### GOAL
Reproduce the part of the material that opens with its first line and closes with the line containing "[[778, 178]]", both ends included. Leave the pictures out of your copy.

- - - - - - -

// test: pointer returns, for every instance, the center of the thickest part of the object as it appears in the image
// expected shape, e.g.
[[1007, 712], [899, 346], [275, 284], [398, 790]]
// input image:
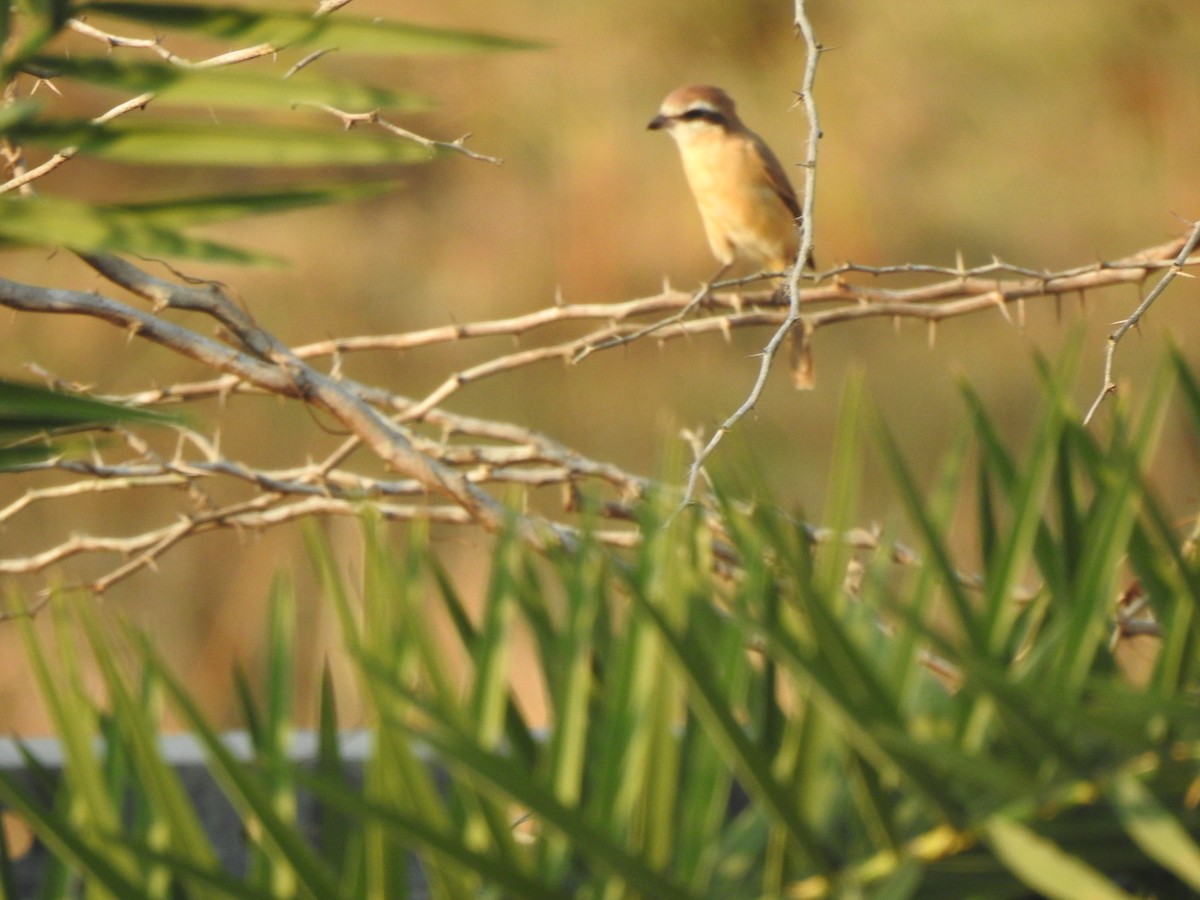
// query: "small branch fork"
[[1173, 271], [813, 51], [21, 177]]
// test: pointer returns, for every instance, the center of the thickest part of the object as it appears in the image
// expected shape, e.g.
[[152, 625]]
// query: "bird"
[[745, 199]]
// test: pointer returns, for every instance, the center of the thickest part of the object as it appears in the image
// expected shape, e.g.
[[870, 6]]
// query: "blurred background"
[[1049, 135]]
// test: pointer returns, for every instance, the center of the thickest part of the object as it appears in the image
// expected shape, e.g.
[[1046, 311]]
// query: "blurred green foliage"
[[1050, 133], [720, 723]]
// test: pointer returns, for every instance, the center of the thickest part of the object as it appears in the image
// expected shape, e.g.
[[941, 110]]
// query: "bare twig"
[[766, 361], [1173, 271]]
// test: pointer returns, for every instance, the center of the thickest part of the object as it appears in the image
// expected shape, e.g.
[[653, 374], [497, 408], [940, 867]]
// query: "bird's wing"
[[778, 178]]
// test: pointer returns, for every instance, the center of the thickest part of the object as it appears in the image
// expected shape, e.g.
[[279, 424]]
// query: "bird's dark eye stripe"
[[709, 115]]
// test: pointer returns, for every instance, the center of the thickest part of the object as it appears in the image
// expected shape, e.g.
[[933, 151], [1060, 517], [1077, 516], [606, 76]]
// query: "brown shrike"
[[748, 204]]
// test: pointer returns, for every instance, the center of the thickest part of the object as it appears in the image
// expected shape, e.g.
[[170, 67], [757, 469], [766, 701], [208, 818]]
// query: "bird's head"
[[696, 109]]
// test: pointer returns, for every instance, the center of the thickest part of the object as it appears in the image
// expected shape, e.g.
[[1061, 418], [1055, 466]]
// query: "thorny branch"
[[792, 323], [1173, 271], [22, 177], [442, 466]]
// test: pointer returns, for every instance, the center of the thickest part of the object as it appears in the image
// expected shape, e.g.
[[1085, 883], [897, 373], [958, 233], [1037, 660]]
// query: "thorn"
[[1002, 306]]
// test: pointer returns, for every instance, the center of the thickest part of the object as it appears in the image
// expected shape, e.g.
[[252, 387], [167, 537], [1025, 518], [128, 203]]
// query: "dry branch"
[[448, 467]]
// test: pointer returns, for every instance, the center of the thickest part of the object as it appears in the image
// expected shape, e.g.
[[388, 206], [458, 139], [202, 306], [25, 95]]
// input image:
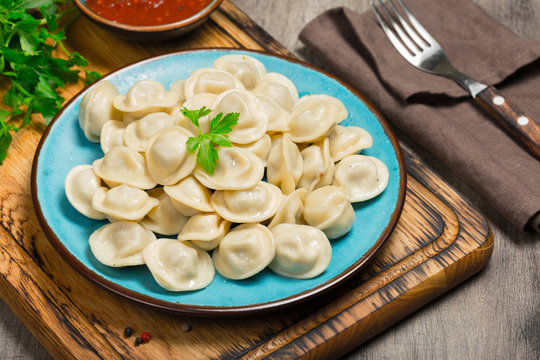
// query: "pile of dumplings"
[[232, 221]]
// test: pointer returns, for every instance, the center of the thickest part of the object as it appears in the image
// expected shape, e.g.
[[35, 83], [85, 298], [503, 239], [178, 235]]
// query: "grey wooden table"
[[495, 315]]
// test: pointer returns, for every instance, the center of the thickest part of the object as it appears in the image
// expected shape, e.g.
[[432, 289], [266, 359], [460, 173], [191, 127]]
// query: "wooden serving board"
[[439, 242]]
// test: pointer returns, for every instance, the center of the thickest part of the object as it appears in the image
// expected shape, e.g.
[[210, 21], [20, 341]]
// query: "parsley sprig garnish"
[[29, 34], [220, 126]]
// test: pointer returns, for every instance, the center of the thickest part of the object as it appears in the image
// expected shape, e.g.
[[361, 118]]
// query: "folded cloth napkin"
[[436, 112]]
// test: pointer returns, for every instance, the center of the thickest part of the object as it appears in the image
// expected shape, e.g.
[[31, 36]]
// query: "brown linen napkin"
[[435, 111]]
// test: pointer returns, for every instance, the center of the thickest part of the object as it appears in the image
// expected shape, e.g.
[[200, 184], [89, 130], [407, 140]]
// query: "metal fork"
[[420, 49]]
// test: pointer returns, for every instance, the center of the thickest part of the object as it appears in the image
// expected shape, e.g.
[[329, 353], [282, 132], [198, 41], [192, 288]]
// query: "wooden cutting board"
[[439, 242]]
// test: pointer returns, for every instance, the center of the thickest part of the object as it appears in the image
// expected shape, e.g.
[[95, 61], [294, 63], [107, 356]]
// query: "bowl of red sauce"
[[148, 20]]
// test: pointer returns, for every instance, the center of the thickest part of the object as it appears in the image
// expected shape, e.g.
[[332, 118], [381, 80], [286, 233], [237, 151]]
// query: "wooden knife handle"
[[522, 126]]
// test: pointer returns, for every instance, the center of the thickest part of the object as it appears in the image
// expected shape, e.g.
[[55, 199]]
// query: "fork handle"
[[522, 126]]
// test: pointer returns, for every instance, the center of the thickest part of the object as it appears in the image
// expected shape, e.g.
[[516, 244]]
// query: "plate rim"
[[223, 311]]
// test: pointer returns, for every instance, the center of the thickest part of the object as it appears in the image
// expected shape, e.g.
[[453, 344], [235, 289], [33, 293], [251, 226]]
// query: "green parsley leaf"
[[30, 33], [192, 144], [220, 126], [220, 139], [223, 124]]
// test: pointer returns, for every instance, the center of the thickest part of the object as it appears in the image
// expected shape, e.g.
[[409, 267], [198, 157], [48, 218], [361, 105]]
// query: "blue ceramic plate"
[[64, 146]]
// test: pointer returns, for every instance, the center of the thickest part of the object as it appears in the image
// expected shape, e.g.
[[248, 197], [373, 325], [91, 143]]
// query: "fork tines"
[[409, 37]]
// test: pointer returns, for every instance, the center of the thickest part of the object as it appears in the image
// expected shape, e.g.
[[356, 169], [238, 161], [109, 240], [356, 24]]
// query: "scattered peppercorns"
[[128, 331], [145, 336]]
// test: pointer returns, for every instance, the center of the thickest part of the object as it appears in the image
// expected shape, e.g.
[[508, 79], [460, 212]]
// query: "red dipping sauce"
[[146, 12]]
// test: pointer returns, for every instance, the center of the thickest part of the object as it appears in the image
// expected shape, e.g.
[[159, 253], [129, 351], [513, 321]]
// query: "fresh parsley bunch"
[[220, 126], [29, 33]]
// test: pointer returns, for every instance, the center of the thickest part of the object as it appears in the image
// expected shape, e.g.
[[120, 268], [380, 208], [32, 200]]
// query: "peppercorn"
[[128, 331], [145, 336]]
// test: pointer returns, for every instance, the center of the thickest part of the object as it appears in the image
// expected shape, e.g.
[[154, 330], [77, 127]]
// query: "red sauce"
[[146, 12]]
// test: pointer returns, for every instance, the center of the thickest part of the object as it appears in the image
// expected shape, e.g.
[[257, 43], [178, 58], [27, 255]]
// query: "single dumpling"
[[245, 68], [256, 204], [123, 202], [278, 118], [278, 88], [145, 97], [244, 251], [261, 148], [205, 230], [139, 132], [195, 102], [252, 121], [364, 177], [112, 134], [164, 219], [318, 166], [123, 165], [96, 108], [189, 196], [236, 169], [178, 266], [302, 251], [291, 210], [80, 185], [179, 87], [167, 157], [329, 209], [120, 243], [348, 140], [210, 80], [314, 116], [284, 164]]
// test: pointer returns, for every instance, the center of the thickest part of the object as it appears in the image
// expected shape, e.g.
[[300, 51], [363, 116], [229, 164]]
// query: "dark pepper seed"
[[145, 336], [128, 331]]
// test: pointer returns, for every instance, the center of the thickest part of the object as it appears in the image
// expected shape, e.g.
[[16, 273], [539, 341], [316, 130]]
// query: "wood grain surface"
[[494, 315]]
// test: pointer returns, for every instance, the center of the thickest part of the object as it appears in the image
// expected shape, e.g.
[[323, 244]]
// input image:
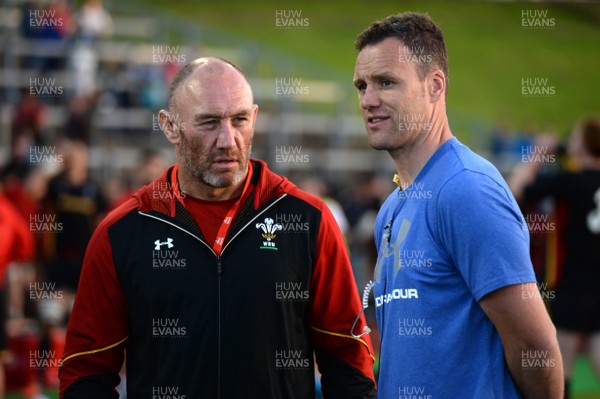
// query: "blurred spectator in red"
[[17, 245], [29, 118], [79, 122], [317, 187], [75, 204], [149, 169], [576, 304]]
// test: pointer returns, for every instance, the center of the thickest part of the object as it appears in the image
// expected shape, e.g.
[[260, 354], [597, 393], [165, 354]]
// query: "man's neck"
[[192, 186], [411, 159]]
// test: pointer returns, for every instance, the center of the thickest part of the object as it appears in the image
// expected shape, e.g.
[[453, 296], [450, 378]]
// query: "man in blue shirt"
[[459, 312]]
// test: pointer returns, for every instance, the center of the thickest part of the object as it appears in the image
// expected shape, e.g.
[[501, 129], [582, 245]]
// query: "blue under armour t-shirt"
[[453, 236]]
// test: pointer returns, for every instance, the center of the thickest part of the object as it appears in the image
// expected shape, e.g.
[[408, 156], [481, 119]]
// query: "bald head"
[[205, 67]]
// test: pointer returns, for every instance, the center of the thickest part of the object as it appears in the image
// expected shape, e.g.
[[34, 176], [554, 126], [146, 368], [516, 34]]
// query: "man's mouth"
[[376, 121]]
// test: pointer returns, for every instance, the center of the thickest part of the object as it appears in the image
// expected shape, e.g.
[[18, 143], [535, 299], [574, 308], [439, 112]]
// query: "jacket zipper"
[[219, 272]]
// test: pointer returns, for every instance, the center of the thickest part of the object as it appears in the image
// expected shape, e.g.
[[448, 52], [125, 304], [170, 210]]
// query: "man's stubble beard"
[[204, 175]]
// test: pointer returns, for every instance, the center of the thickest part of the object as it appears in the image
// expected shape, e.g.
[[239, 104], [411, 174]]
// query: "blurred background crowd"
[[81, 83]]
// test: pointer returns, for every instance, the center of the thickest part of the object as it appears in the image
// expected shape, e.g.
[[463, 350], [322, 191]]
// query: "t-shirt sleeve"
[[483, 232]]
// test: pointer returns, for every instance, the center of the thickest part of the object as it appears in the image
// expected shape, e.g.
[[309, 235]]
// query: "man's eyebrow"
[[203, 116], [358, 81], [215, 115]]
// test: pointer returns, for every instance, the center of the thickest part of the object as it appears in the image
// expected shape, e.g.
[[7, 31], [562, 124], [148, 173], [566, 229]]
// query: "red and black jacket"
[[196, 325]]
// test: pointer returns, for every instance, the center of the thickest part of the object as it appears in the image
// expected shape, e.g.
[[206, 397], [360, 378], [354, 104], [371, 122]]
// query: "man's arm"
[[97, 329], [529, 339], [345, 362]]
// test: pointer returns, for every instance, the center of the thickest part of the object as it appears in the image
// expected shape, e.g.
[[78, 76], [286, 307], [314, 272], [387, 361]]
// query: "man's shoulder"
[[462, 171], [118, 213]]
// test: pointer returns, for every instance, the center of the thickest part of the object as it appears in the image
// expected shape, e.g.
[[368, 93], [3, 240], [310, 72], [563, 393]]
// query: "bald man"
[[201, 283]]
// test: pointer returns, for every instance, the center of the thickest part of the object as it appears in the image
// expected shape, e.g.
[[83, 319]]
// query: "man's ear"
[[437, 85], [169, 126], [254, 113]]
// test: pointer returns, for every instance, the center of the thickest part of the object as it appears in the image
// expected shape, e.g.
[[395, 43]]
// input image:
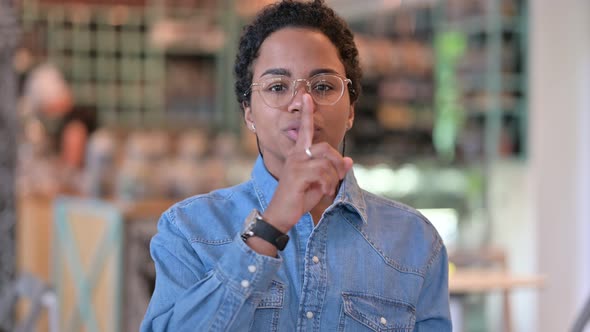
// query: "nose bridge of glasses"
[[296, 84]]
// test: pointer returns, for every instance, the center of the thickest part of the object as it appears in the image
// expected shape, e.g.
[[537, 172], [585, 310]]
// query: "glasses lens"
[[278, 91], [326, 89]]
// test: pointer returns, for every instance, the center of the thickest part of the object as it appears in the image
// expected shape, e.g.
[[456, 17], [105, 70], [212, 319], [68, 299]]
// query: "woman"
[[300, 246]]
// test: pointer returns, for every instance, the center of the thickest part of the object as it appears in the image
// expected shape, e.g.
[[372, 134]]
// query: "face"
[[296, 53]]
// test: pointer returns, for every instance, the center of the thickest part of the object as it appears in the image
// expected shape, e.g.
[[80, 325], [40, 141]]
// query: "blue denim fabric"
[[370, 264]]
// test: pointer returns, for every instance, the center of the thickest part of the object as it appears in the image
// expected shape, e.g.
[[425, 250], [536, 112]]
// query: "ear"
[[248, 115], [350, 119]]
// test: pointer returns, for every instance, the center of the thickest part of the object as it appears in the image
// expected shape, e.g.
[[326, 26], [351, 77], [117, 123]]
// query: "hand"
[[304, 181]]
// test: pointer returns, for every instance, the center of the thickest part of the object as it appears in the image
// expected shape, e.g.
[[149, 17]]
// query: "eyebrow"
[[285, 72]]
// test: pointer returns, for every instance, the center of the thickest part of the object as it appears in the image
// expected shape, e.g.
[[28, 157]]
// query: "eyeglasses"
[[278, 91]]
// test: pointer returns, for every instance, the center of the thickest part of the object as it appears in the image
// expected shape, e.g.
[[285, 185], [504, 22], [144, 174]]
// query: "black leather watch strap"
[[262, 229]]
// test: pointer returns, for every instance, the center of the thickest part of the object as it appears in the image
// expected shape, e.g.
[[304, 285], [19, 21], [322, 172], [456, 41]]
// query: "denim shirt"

- - - - - - -

### WORKED SOLUTION
// test: pointer returns, for every instance, the center of the thickest part of the object as it appears in the image
// expected shape, e.g.
[[1007, 712], [899, 346], [275, 284], [398, 790]]
// input image:
// query: "small branch fork"
[[1173, 271], [813, 51], [21, 177]]
// test: pointer returns, for every instance, the center of the thickest part of the object as it appears in the image
// expected shape, e.g.
[[152, 625]]
// query: "bird"
[[745, 199]]
// test: pointer returns, for every instance, the center of the thickest part of the object as it appears in the image
// expected shape, e.g.
[[870, 6]]
// query: "blurred background"
[[1049, 135]]
// test: pointer returns, for every instance, the center of the thickest part of the object as it appears in the image
// expected shape, e.g.
[[1046, 311]]
// query: "blurred green foliage"
[[1050, 133], [720, 723]]
// test: pointer returns, for every instance, the center of the thickest part of the object as it appears in the image
// expected shape, e.g.
[[941, 110]]
// query: "bare twig"
[[766, 361], [1173, 271]]
// test: pointer returns, for every instance, the center of the thickest part of the object as it appears in the image
// expected shape, e.g.
[[653, 374], [497, 408], [940, 867]]
// query: "bird's wing"
[[778, 178]]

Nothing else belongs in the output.